Records of labeled points:

* START *

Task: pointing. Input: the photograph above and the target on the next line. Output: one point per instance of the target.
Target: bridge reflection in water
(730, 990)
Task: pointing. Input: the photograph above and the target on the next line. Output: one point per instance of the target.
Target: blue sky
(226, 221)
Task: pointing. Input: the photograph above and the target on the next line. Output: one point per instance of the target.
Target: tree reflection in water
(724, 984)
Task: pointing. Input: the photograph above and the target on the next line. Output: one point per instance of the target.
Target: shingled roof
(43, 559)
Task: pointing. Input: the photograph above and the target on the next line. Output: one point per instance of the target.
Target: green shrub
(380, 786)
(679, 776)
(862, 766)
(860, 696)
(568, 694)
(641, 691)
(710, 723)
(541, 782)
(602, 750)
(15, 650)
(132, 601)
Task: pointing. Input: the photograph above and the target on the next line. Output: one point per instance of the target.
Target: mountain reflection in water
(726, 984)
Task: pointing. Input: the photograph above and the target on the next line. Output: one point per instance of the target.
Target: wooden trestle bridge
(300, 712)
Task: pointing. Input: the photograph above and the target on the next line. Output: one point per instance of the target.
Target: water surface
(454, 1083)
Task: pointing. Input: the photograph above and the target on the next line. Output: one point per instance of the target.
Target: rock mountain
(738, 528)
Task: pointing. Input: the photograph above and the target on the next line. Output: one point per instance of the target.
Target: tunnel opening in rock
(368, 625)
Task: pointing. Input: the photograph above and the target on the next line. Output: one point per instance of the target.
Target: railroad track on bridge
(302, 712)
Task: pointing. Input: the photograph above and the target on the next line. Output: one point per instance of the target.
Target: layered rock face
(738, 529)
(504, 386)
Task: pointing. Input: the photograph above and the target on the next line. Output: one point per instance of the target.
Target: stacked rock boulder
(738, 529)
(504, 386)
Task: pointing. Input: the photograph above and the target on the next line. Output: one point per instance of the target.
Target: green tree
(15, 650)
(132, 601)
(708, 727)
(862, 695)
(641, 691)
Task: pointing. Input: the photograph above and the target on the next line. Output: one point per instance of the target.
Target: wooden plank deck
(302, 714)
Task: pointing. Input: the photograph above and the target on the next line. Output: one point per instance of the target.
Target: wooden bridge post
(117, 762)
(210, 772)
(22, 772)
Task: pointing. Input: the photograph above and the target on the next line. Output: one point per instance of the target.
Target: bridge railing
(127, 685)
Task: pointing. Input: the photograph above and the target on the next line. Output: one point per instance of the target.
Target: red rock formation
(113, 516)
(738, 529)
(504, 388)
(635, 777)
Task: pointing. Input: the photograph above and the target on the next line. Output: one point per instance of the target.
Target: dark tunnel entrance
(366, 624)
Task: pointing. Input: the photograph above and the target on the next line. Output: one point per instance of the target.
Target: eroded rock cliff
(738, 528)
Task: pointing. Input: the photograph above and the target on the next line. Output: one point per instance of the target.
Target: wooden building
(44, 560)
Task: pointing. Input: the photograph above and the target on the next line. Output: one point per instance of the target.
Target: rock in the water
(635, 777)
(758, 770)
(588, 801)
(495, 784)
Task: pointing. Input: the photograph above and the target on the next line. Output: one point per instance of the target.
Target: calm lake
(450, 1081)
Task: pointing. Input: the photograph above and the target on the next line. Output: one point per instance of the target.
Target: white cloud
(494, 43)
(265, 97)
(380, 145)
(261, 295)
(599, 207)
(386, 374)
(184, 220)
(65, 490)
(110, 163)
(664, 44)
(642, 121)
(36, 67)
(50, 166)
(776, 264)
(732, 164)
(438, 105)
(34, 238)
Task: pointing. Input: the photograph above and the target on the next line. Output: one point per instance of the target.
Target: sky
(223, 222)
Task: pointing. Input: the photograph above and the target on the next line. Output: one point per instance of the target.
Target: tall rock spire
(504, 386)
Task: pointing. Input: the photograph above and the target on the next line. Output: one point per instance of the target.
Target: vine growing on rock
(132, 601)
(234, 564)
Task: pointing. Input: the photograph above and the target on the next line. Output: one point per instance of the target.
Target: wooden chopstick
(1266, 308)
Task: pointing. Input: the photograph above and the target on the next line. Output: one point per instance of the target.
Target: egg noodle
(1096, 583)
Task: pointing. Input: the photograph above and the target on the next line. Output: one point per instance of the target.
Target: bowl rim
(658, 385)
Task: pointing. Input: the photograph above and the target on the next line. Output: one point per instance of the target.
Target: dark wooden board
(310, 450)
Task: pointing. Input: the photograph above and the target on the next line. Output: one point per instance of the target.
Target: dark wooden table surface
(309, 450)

* END *

Instructions to follow:
Write the listing out again, exactly as it reads.

Task output:
Task: pointing. Input: the photograph above and the target on the next line. Output: one point per instance of the target.
Target: bridge reflection in water
(730, 990)
Task: pointing. Input: the photograph above and the target on the next line. Output: one point per instance of the target.
Target: blue sky
(226, 221)
Task: pointing. Input: the photograph above and the target on the next line. Output: one point per instance of the target.
Target: tree reflection in water
(724, 984)
Task: pointing. Input: the photograph above and the target on the next line. Output: one point per instance of the target.
Target: shingled roof
(43, 559)
Task: pointing. Input: the photograph above and the target on the next line. Output: one point per instance of the target.
Target: green shrub
(380, 786)
(679, 776)
(862, 766)
(860, 696)
(568, 694)
(641, 691)
(710, 723)
(541, 782)
(602, 750)
(15, 650)
(132, 601)
Task: pointing. Input: the photograph above and the target on the next line. Output: one point per instance of the target.
Target: mountain reflection in water
(726, 984)
Task: pointing. Input: the photograph above and the target on the next line. Output: one point per instance of the target.
Target: wooden trestle bridge
(300, 712)
Task: pointing. Input: the photograph above and the target on the next line. Output: one point per instance of the target.
Target: water surface
(454, 1083)
Task: pointing. Input: the photograph above and the target on the next line. Output: one point per instance of the target.
Target: rock mountain
(738, 528)
Task: pointing. Input: the photograph above and the target on the next line. Output: one point per instance of the target.
Target: tunnel opening in rock
(368, 625)
Task: pointing. Input: the photograph above and the target on the next line. Output: one point per instance of the target.
Target: railroad track on bridge
(302, 712)
Task: pointing. Input: the photograph above and the target on the next line. Output: one point per instance of the target.
Target: layered rock face
(738, 529)
(504, 386)
Task: pointing. Input: the photograph above and the target on the next line. Output: one point per instance of the target.
Target: stacked rock boulder
(738, 529)
(504, 386)
Task: pointing. Input: the photograph above and the target on the next line. Output: one point per instance of the target.
Target: green tree
(15, 650)
(132, 601)
(708, 727)
(862, 695)
(641, 691)
Task: pointing. Input: the photograph above and the target on the next line. Output: one point per instance of the target.
Target: wooden plank deck
(302, 714)
Task: pointing. Input: the photograph above and the target on the next line. Output: one point per instance of the target.
Target: wooden bridge post
(117, 762)
(210, 772)
(22, 772)
Task: pointing. Input: the photograph above and the target on the next line. Output: one point per instance of the target.
Target: bridge railing
(127, 685)
Task: pointing. Input: the photograph above and the target on the next line. Output: one point per instance of the target.
Target: red rock formation
(113, 516)
(738, 529)
(504, 388)
(635, 777)
Task: pointing. Input: the photograph above and the target on the next line. Output: one point per instance of the target.
Target: dark tunnel entrance
(366, 624)
Task: pointing. Input: the photograph above and the target on the next line. Output: one point per instance of the target.
Target: eroded rock cliff
(738, 528)
Task: pointing. Input: the photograph above and the target on the next line. Output: one point per instance of the target.
Target: wooden building
(44, 560)
Task: pointing. Input: the photograph above and the target on the next line. Output: one point per instance of the target.
Target: rock in the water
(635, 777)
(758, 770)
(588, 801)
(495, 784)
Task: pointing. Input: the photograph above and the target on the next line. Output: one point per instance of the target.
Target: calm lake
(450, 1081)
Task: pointing. Input: the photograph above and the target on the next line. Output: one point per instance of the target.
Target: white cloud
(494, 43)
(265, 97)
(380, 145)
(261, 295)
(599, 207)
(386, 374)
(184, 220)
(65, 490)
(110, 163)
(664, 44)
(642, 121)
(36, 67)
(50, 166)
(776, 264)
(732, 164)
(438, 105)
(34, 238)
Task: pointing. Input: the photograph above and the target on the next line. Output: one point per instance of the target.
Target: sky
(223, 222)
Task: pointing. Input: the photograph above and the target on the next line. Output: one point per instance of the target.
Target: tall rock spire
(504, 386)
Task: pointing. Input: the photograph above and the target on the next line. Output: one point per instance of the target.
Target: vine growing on rock
(132, 601)
(234, 564)
Task: pointing. Input: the photograph above and the target on the next line. Output: one point per instance of the target.
Target: wooden chopstick
(1266, 308)
Task: pointing. Input: the photograph above and the target on the next line. Output: one point per instance of the target.
Target: egg noodle
(1096, 583)
Task: pointing. Input: the photograph above and the target on the next line. Output: one point per instance of the target.
Target: bowl rim
(658, 385)
Task: pointing. Input: the photograph above and the target on the next line. Output: one point per instance of the target.
Target: dark wooden board
(310, 450)
Task: pointing. Input: the photograph above and the target on the next line. Output: one point per instance of the target.
Target: dark wooden table surface
(309, 450)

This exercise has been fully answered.